Records for processing Start Marker

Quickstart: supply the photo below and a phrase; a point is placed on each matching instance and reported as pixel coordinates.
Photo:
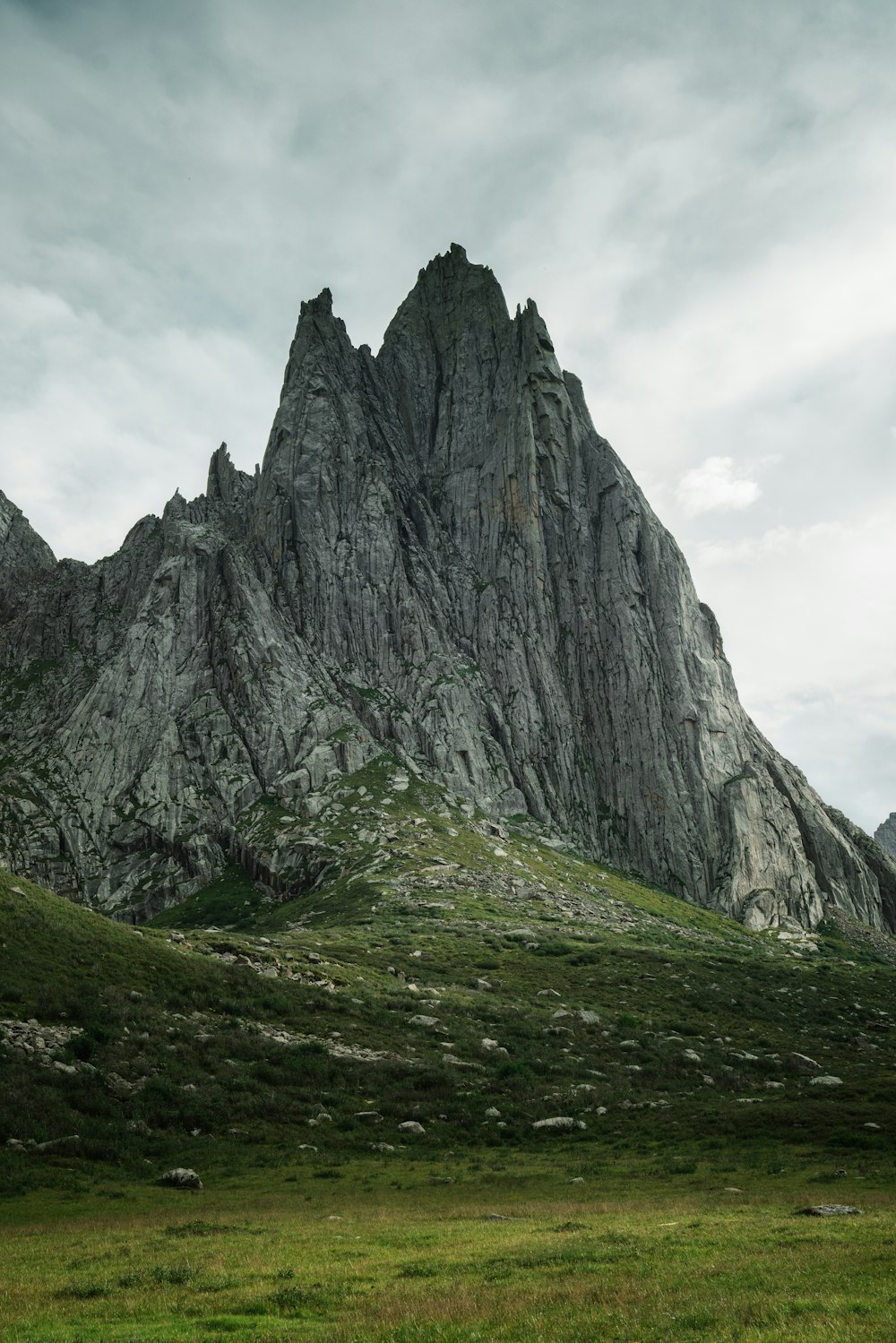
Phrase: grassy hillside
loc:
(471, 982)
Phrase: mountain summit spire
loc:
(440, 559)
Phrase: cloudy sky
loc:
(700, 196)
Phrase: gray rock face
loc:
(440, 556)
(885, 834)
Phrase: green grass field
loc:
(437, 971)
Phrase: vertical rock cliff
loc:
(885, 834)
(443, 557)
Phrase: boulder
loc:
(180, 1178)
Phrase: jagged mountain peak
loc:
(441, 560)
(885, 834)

Records for processing End Marker
Records for processing Start Marker

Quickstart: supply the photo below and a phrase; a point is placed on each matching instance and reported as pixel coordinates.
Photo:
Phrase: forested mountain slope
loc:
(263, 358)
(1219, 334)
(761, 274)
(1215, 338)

Records for processing End Marker

* Activity *
What is needed is the number of lines in these entries that include the word "mountain"; please give it alone.

* Your response *
3